» **Texte présenté**:
▽
Informés cependant de l'approche des Alliés, et par les lettres de Compans et par les dépêches qu'envoie d'heure en heure l'officier du génie en observation sur la tour de Montmartre[16], le roi Joseph et le ministre de la guerre arrêtent les dernières mesures. Joseph qui a reconnu le terrain dans la matinée donne la disposition pour le lendemain[17]. Clarke veille à tous les détails. Il écrit soixante lettres. Il exhorte Compans à disputer le terrain pied à pied, le salut de l'État dépendant peut-être de pouvoir contenir l'en, nemi deux ou trois jours. Il presse le retour des maréchaux Marmont et Mortier, puis il leur transmet les instructions du roi Joseph. Il rappelle la colonne d'infanterie en marche vers Beauvais. Il ordonne à Hullin de former sur-le-champ six bataillons de guerre dans les dépôts de la ligne, d'armer un bataillon d'officiers sans emploi, d'interroger les prisonniers amenés de Ville-Parisis, d'envoyer une garnison à Saint-Denis, de l'infanterie au fort de Vincennes, les élèves d'Alfort au pont de Charenton. Il mande à Ornano d'endivisionner tous les hommes des dépôts de la garde et de les poster en avant des faubourgs, à Fririon de faire occuper par les élèves de Saint-Cyr les ponts de Sèvres, de Saint-Cloud et de Neuilly, à Préval de diriger sur Paris ce qu'il a de disponible : ... il importe peu que les cavaliers soient équipés pourvu qu'ils soient montés et armés. Il nomme aux commandements vacants. Il invite Chabrol à hâter la levée des mobilisés de la Seine. Il avise Daru que des troupes vont se concentrer sous Paris, auxquelles il faut assurer des vivres, et il l'informe qu'il manque des capotes aux élèves de l'écale polytechnique, qui bivouaquent depuis la veille. Il ordonne au général d'Aboville d'établir quatre-vingt-quatre pièces de position sur les hauteurs de Montmartre et de Belleville et à la tête des faubourgs, et d'organiser huit batteries de réserve[18].
△
Dans le texte présenté, combien de pièces de position Clarke ordonne-t-il au général d'Aboville d'établir ?

» **Bloc de données**:
▽
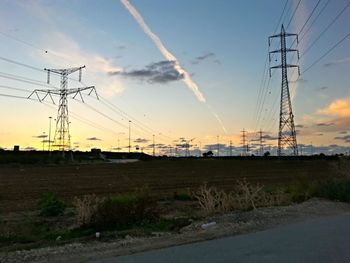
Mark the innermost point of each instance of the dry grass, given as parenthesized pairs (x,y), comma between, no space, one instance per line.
△
» **Résultat de l'exercice**: Quatre-vingt-quatre pièces de position.